_DOKUMEN:_
Perkembangan Agama Buddha di Indonesia
Pada Kerajaan Sriwijaya dan Kalijaga
Pada akhir abad ke-7, seorang bhiksu yang berasal dari Dinasti Tang 
          di China yang bernama I-Tsing (635-713) mencatat dengan lengkap mengenai 
          Agama Buddha dan aplikasinya di India dan Melayu. Ia melakukan perjalanan 
          ke India pada tahun 672 dan singgah ke Sriwijaya, Sumatera, pada tahun 
          685.
I-Tsing menghabiskan waktunya hidup sendirian sebagai 
          bhiksu di India dan Sumatera. Seluruh bukunya merupakan catatan lengkap 
          tentang kehidupan biarawan. Ia tinggal di India seluruhnya berdasarkan 
          peraturan vinaya.
Bila dibandingkan catatan Fa Hsien tahun 414 dengan 
          catatan I-Tsing, dapat diambil kesimpulan bahwa Agama Buddha di pulau 
          Jawa dan Sumatera telah dibangun dengan sangat cepat. Pekerjaan I-Tsing 
          selain menulis catatan seperti dikemukakan di atas, ia juga menulis 
          buku tentang perjalanan seorang guru agama asal China bernama Hwui Ning 
          yang datang ke Kerajaan Kalingga (Ho-Ling) di Jawa.

_BARIS YANG DISEDIAKAN:_
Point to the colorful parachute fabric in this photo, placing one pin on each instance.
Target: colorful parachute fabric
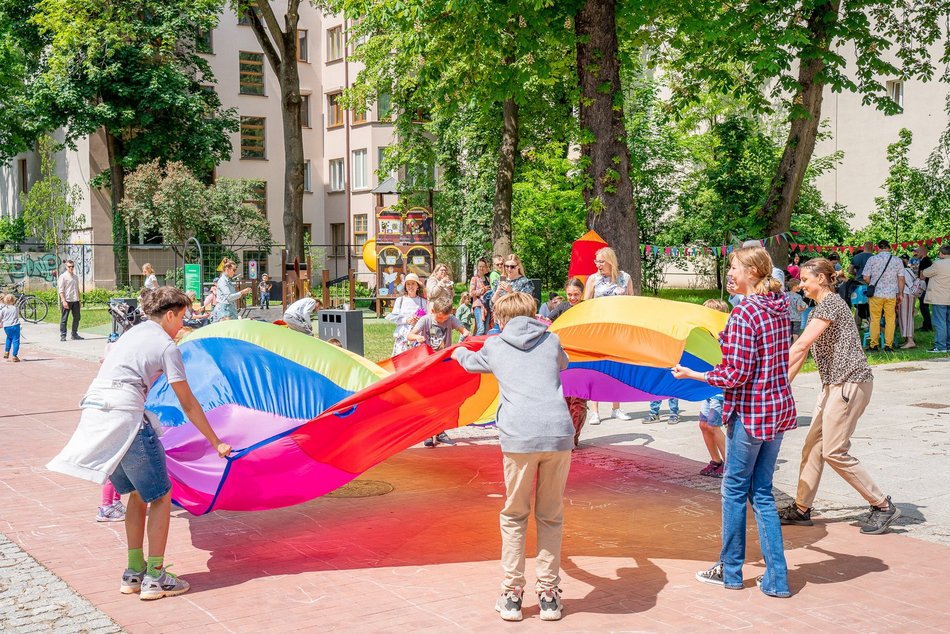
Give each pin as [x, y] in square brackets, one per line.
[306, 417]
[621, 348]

--

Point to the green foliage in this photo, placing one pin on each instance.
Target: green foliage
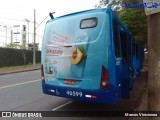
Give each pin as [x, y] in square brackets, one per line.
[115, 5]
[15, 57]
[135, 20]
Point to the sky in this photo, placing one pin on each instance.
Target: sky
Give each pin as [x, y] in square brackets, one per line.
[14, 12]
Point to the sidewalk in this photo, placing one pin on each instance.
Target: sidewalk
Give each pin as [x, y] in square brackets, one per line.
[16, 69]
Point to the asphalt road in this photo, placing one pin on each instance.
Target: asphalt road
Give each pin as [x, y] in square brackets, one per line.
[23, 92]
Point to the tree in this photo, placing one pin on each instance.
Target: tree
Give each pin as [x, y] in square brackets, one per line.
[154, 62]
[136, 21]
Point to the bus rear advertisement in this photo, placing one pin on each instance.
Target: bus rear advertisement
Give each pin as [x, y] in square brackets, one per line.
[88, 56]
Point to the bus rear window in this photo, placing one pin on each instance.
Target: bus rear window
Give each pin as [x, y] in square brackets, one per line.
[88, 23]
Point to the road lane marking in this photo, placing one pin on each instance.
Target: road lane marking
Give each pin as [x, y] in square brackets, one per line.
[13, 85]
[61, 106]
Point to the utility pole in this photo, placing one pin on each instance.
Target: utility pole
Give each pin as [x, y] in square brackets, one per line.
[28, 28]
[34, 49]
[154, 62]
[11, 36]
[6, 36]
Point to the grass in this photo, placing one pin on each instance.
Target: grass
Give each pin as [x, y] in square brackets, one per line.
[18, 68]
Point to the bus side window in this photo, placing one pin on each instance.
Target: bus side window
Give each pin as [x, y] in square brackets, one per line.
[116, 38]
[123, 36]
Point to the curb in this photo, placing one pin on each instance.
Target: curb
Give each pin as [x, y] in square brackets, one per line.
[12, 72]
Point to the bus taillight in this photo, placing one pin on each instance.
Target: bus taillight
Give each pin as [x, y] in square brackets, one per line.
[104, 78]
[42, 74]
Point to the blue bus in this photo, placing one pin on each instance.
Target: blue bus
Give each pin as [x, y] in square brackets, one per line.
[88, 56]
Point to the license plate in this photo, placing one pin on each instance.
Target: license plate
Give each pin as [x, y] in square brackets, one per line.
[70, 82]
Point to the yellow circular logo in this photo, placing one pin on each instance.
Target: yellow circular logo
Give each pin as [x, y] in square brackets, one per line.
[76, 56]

...

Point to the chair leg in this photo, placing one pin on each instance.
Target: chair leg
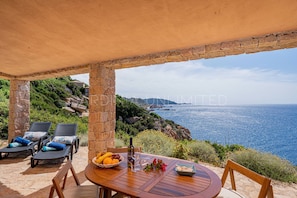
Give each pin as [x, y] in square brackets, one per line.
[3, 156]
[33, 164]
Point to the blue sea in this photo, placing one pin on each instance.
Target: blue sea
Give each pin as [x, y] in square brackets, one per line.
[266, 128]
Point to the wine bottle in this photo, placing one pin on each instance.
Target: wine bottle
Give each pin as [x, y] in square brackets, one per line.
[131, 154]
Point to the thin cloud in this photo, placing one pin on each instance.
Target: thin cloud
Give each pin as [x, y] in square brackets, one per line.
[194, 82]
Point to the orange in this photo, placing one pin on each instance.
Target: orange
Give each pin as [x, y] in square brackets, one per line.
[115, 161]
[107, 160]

_TUGAS YANG DIBERIKAN A:_ Tuliskan kembali bagian dokumen tentang agama Buddha, mulai dari kata-kata yang memuat "I-Tsing menghabiskan waktunya" dan berhenti setelah "(Ho-Ling) di Jawa.", lalu ubah setiap "I-Tsing" menjadi "Yi Jing".
_TUGAS YANG DIBERIKAN B:_ Baris mana saja yang mengandung kata "grass"? Kembalikan semua baris itu secara utuh, dengan membedakan huruf besar dan kecil.
Dokumen dan baris-baris ini tidak berkaitan satu sama lain.

_JAWABAN TERTULIS A:_
Yi Jing menghabiskan waktunya hidup sendirian sebagai 
          bhiksu di India dan Sumatera. Seluruh bukunya merupakan catatan lengkap 
          tentang kehidupan biarawan. Ia tinggal di India seluruhnya berdasarkan 
          peraturan vinaya.
Bila dibandingkan catatan Fa Hsien tahun 414 dengan 
          catatan Yi Jing, dapat diambil kesimpulan bahwa Agama Buddha di pulau 
          Jawa dan Sumatera telah dibangun dengan sangat cepat. Pekerjaan Yi Jing 
          selain menulis catatan seperti dikemukakan di atas, ia juga menulis 
          buku tentang perjalanan seorang guru agama asal China bernama Hwui Ning 
          yang datang ke Kerajaan Kalingga (Ho-Ling) di Jawa.

_JAWABAN TERTULIS B:_
Point to the grass in this photo, placing one pin on each instance.
Target: grass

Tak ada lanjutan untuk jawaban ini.